## [PROBLEM STATEMENT]
Could you transcribe the whole listing below word for word, leaving the pictures out?

## [RECORD EXTRACTS]
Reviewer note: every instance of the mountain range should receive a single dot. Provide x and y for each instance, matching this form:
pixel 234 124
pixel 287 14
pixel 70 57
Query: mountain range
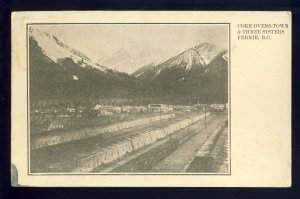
pixel 58 71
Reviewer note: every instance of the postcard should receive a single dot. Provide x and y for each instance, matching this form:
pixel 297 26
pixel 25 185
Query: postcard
pixel 151 99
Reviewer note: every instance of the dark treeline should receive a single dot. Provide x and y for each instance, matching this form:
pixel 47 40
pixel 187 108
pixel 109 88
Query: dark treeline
pixel 67 84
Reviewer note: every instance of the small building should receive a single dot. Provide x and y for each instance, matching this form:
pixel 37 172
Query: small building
pixel 158 108
pixel 70 110
pixel 98 107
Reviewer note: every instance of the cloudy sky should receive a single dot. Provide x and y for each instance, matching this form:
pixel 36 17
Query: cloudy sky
pixel 142 42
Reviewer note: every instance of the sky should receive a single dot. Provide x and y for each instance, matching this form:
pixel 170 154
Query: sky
pixel 143 42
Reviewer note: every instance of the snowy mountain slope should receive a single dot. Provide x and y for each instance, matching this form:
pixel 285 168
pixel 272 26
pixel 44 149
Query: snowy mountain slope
pixel 197 57
pixel 55 49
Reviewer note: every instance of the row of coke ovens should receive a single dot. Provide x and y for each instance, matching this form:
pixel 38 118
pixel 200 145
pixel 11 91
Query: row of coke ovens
pixel 118 150
pixel 68 136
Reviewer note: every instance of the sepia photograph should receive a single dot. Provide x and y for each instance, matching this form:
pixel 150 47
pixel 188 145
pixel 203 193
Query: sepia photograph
pixel 128 98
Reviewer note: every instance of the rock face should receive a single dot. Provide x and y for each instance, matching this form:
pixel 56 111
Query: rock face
pixel 57 70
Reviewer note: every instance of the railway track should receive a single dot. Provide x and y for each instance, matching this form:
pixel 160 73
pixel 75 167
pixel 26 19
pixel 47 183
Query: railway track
pixel 58 158
pixel 145 158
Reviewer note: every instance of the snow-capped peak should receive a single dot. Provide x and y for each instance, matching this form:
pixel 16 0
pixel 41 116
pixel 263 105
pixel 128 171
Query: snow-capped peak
pixel 200 55
pixel 55 49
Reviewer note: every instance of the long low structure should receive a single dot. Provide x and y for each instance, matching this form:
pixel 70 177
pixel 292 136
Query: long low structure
pixel 204 159
pixel 118 150
pixel 68 136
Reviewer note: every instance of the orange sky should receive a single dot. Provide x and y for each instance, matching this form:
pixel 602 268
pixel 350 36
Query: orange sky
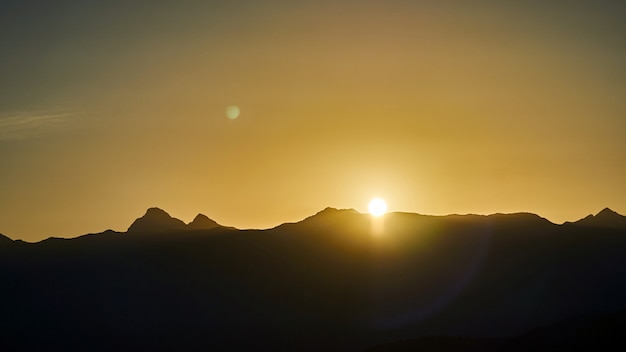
pixel 438 107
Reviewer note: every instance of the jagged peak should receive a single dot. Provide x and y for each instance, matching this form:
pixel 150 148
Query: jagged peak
pixel 156 220
pixel 608 212
pixel 202 222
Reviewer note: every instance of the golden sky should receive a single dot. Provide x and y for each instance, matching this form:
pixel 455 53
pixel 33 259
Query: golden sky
pixel 108 108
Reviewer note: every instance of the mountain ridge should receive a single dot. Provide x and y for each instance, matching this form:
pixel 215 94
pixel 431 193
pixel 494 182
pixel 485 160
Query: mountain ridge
pixel 157 220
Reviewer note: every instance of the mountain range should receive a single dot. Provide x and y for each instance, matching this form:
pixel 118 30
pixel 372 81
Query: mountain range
pixel 338 280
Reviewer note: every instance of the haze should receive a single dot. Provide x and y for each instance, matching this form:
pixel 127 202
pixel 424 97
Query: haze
pixel 108 108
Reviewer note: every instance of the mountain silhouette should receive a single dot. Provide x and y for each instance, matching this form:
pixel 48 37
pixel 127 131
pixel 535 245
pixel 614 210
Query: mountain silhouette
pixel 605 218
pixel 202 222
pixel 4 239
pixel 156 221
pixel 328 282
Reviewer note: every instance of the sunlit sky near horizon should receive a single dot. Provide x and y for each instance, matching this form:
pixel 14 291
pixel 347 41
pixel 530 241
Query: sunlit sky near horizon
pixel 110 107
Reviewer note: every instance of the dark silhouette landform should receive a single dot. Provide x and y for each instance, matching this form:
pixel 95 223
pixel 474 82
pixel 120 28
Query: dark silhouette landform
pixel 338 280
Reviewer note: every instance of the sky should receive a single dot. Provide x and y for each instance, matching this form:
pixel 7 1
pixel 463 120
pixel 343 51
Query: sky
pixel 438 107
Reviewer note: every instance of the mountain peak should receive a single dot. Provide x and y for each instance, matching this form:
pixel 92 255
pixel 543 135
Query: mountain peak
pixel 606 212
pixel 5 239
pixel 605 218
pixel 202 222
pixel 156 220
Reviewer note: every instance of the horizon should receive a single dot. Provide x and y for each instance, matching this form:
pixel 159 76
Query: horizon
pixel 187 222
pixel 261 113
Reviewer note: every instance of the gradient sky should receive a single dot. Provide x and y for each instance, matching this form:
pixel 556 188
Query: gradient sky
pixel 110 107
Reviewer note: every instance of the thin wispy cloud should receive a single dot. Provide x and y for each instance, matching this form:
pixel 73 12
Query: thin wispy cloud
pixel 32 124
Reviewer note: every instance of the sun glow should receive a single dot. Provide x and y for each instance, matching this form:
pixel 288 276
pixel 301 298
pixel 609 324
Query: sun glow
pixel 377 207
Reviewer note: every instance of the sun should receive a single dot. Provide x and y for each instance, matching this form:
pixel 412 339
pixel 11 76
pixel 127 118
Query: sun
pixel 377 207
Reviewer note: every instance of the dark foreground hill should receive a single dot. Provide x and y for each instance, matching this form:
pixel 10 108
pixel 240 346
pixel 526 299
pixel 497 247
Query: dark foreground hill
pixel 338 280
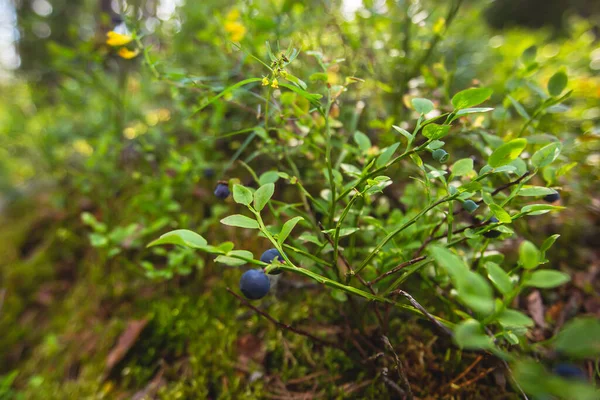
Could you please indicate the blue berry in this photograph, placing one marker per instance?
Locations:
(209, 173)
(569, 371)
(470, 205)
(255, 284)
(493, 234)
(222, 191)
(440, 155)
(552, 197)
(268, 257)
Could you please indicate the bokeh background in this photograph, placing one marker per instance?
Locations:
(98, 157)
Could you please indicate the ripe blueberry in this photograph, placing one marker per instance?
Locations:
(470, 205)
(569, 371)
(440, 155)
(552, 197)
(493, 234)
(209, 173)
(268, 257)
(222, 191)
(255, 284)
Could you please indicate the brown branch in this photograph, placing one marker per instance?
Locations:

## [SOLUTION FOR THIS TASK]
Reviewer note: every instance of the mountain range should receive a single dot. Provide x and y for each instance, matching this form:
pixel 234 124
pixel 287 14
pixel 70 57
Query: mountain range
pixel 58 71
Reviewer note: every instance of the postcard should receive a single dot. Provide x and y for each instance, matching this form:
pixel 297 26
pixel 25 185
Query: postcard
pixel 151 99
Reviewer note: every instance of the dark treeline should receive a single dot. Provide x and y for each instance, matching this form:
pixel 47 40
pixel 187 108
pixel 109 88
Query: dark treeline
pixel 67 84
Reviewer note: every instance of the small building should receive a single dot. Provide x and y for each instance, matching this form:
pixel 37 172
Query: small building
pixel 158 108
pixel 70 110
pixel 98 107
Reviewer note: every instance of the cloudy sky should receive a single dot. Provide x and y for each instance, matching this form:
pixel 36 17
Query: cloudy sky
pixel 142 42
Reviewer note: every instance of the sky should receive a single dot. Provide x and y for each instance, matching this form:
pixel 170 154
Query: sky
pixel 143 42
Reviewer note: every instance of the snowy mountain slope should receive a single dot. Provide x and y for each instance, matching this form:
pixel 285 168
pixel 272 26
pixel 44 149
Query: snowy mountain slope
pixel 197 57
pixel 55 49
Reviewer note: every instance of the row of coke ovens should receive a single dot. Provide x and y for each instance, matching this form:
pixel 38 118
pixel 200 145
pixel 11 91
Query: row of coke ovens
pixel 118 150
pixel 68 136
Reviewer note: every instance of the sepia photograph should receive a single dot. Provide x and y for each instance, matching this form:
pixel 150 47
pixel 188 145
pixel 203 193
Query: sepia photograph
pixel 128 98
Reviewer note: every instance of the rock face should receive a single dot. Provide x and y for each instance, matching this form:
pixel 56 111
Query: rock face
pixel 57 70
Reviewer note: every instance of the railway track should receive a single dot. Provide x and y for each instance, matching this form:
pixel 160 73
pixel 75 167
pixel 26 19
pixel 47 183
Query: railway track
pixel 58 158
pixel 145 158
Reviewer note: every instance of the snow-capped peak should receive a single dot. Provide x and y for each instance, matching this form:
pixel 16 0
pixel 41 116
pixel 263 105
pixel 128 171
Query: snow-capped peak
pixel 200 55
pixel 55 49
Reviewer note: every instance of the long low structure should receive a single dot. Provide x and y for each instance, matching this form:
pixel 70 177
pixel 292 136
Query: long low structure
pixel 204 159
pixel 118 150
pixel 68 136
Reviewer note: every instance of the orange sky should receive a single dot. Provide x and y for each instance, matching this form:
pixel 602 268
pixel 350 36
Query: orange sky
pixel 438 107
Reviewer note: every instance of the jagged peak should receive a single dot. Provide x and y for each instance, matching this form:
pixel 150 148
Query: jagged peak
pixel 156 220
pixel 608 212
pixel 202 222
Reviewer note: every instance of the golden sky should receive a single dot. Provide x and y for each instance, matching this form:
pixel 455 53
pixel 33 259
Query: golden sky
pixel 108 108
Reviewer note: every instance of the mountain ridge should receive a single dot. Provide x and y for each instance, matching this form:
pixel 215 94
pixel 431 193
pixel 494 182
pixel 485 160
Query: mountain ridge
pixel 157 220
Reviewer note: every instance of the mountain range should receive a single dot. Provide x and y for each instance, matching this form:
pixel 118 30
pixel 372 81
Query: mountain range
pixel 338 280
Reviewer note: every instance of the haze should receive a single dot. Provide x and y for each instance, matching this form:
pixel 127 202
pixel 424 97
Query: haze
pixel 108 108
Reviewer note: every instance of the mountain silhouette should receive a single dot. Provide x and y for each instance, matching this form:
pixel 48 37
pixel 127 131
pixel 535 245
pixel 614 210
Query: mountain silhouette
pixel 605 218
pixel 202 222
pixel 4 239
pixel 156 221
pixel 328 282
Reviewer note: every instance of the sunlit sky near horizon should receive a single dot. Provide x and y for each instance, matching this form:
pixel 14 291
pixel 347 41
pixel 530 241
Query: sunlit sky near horizon
pixel 110 107
Reviewer note: every instance of the dark silhouette landform should receive a single dot. Provide x and y for each instance, matching this form:
pixel 95 223
pixel 474 82
pixel 120 28
Query: dark silhouette landform
pixel 338 280
Reviewer note: every instance of the sky should receive a single dot. Provide x and y for each instance, matching this form:
pixel 7 1
pixel 463 120
pixel 343 51
Query: sky
pixel 438 107
Reviewer note: every instance of the mountain peak should receive a single dot. Provide x and y for each instance, matching this form:
pixel 92 255
pixel 543 135
Query: mountain peak
pixel 606 212
pixel 5 239
pixel 605 218
pixel 202 222
pixel 156 220
Reviewer note: every instance of the horizon should receive a single dot. Provide x and y for each instance, matching this form:
pixel 159 76
Query: horizon
pixel 187 222
pixel 261 113
Reviewer note: every instance of the gradient sky should receive a single dot. Provide x and y for each instance, matching this form:
pixel 556 188
Query: gradient sky
pixel 110 107
Reviewer note: every instance of the thin wispy cloud should receive a single dot. Provide x and y for each instance, matching this form:
pixel 73 12
Query: thin wispy cloud
pixel 32 124
Reviewer note: every instance of the sun glow should receive a single dot. Provide x and y for each instance, matching this form:
pixel 288 276
pixel 301 298
pixel 609 324
Query: sun glow
pixel 377 207
Reviewer note: every instance of the sun should receive a single dot. Provide x and y for each instance, matching this form:
pixel 412 339
pixel 11 76
pixel 127 118
Query: sun
pixel 377 207
Reviewer note: every instance of the dark foreground hill should receive a single dot. Provide x and y for each instance, matching this form:
pixel 10 108
pixel 240 346
pixel 526 299
pixel 497 247
Query: dark foreground hill
pixel 338 280
Could you please indicate the blue berry in this photograph, placing one marker per instance?
Locations:
(209, 173)
(569, 371)
(470, 205)
(255, 284)
(493, 234)
(222, 191)
(440, 155)
(552, 197)
(268, 257)
Could you please indicate the bokeh background in this photograph, placing one marker per instance?
Locations:
(98, 157)
Could you please indicate the ripe blueberry in this photograph, placing one marker per instance?
Locations:
(470, 205)
(569, 371)
(440, 155)
(552, 197)
(493, 234)
(209, 173)
(268, 257)
(222, 191)
(255, 284)
Could you please indicate the brown branch in this photograph, placing one marker per instance?
Locations:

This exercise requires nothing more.